» Alıştırma Yönergesi
Tebliğ ve siyaset yazısında "Müslümanın varlık gayesi" sözcüklerini içeren yerle açılıp "liderliğe talip olmalıdır." ile kapanan bölümü birebir kopyalayın.
─── Gösterilen Metin ───
03 Nisan 2017

Tebliğ ve siyaset

Geçenlerde bir ortamda, yeni tanıştığı birine, ilk diyaloğunda “Evetçi misin? Hayırcı mısın?” sorusunu soran birini gördüm.

Önceki seçimlerde de bir vatandaşın, facebook sayfasında, gıcık olduğu siyasi partiye oy vereceklerin kendisini arkadaşlıktan çıkarmasını isteyen bir paylaşım görmüştüm.

Ne kadar kolaydı insan kaybetmek…

Kendi varlık amacını bu kadar basite indirgemek…

Ve hayret ettim! İnsan düşüncelerini, hayatını, amaçlarını tek bir meseleye sabitleyip geriye kalan ne kadar değer varsa hepsini sıyırıp atabiliyordu.

Demek ki aynı şey olumlu manada da gerçekleşebilirdi. Allah'ı çokça tesbih ederek, hayatın her aşamasında O'nun rızasına göre davranmak ve razı olmadığı ne varsa onlardan kurtulmak için…

***

İslam dininde siyaset var mıdır? Vardır.

İslamiyet, hayatın her alanına dair yaşanması istenen kurallar koymuştur.

Müslümanın varlık gayesi de, İslamiyet'i hayatın her alanında yaşatmak olmalıdır.

Bunun için elbette siyaset yapmalıdır.

Yönetime, liderliğe talip olmalıdır.

Hatta ve hatta siyasete adam yetiştirmelidir.

Merhum Mehmet Zahit Kotku Hoca Efendi'nin,  zamanında Necmettin Erbakan Hoca'yı bilgi ve yeteneğine binaen siyasete teşvik etmesi ve Necmettin Erbakan'ında siyasi alanda farklı seviyelerde birçok yeteneği keşfedip yetiştirmesi, ülkemiz ve dünyanın kaderini etkileyen çok büyük adımlar değil midir?
─── Sağlanan Bilgiler ───
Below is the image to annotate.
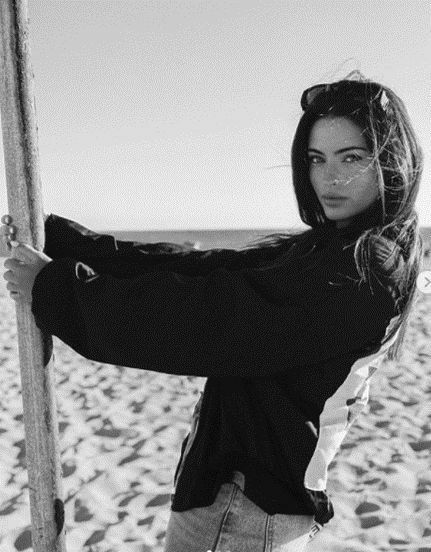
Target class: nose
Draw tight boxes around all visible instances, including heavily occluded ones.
[324,163,343,186]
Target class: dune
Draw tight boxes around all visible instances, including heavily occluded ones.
[0,248,431,552]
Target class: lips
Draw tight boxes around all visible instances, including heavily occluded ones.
[322,195,347,199]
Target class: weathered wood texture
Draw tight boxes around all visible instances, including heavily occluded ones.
[0,0,66,552]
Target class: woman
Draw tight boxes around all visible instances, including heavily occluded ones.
[2,74,422,552]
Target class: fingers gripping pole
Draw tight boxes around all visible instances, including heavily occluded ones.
[0,0,66,552]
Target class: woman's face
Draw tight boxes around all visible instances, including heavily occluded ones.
[308,117,379,228]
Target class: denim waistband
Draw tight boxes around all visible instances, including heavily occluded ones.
[229,471,245,492]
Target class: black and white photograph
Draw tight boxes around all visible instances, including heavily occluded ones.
[0,0,431,552]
───
» Görevin Cevabı
Müslümanın varlık gayesi de, İslamiyet'i hayatın her alanında yaşatmak olmalıdır.

Bunun için elbette siyaset yapmalıdır.

Yönetime, liderliğe talip olmalıdır.